#### To do:
Repeat each entry as written, dropping any picture you find.
━━━━━ Data for the task ━━━━━
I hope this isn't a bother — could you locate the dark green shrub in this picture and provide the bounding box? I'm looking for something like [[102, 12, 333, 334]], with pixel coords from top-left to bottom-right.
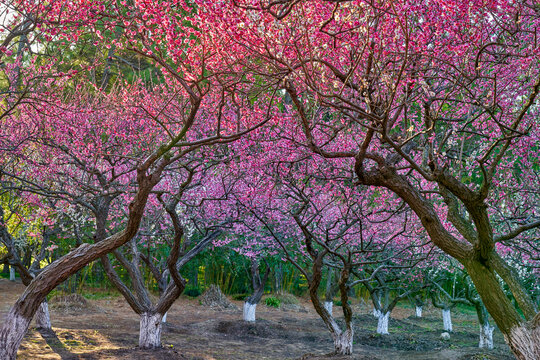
[[265, 296, 281, 308], [184, 287, 202, 297]]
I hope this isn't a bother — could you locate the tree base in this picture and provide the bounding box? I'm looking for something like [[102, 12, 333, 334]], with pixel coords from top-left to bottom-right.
[[377, 312, 390, 335], [139, 312, 162, 349], [243, 302, 256, 322], [333, 329, 353, 355], [35, 302, 51, 330]]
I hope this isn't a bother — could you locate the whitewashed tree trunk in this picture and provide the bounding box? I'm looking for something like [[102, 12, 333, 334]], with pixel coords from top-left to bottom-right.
━━━━━
#### Result:
I hope this isn't a bother — could you locate the dark green shrub in this picture and provide the bounding box? I'm looking for something like [[102, 12, 333, 334]], with pixel coords from top-left to bottom-right.
[[265, 296, 281, 308], [184, 287, 202, 297]]
I hope this isn't a bother — could you locate the tree base in this picture and provide the bounding box? I'm looking for something like [[102, 12, 333, 334]], with pixel coords from top-left to bottom-right.
[[377, 312, 390, 335], [139, 312, 162, 349], [243, 302, 256, 322], [333, 329, 353, 355], [35, 302, 51, 330]]
I hope this isn't a bother — could you locate the whitewashed tree trunk in this picture and provide the bounding box? I'm looking for something like [[102, 12, 333, 334]], with pixel coords from top-left to bottom-right.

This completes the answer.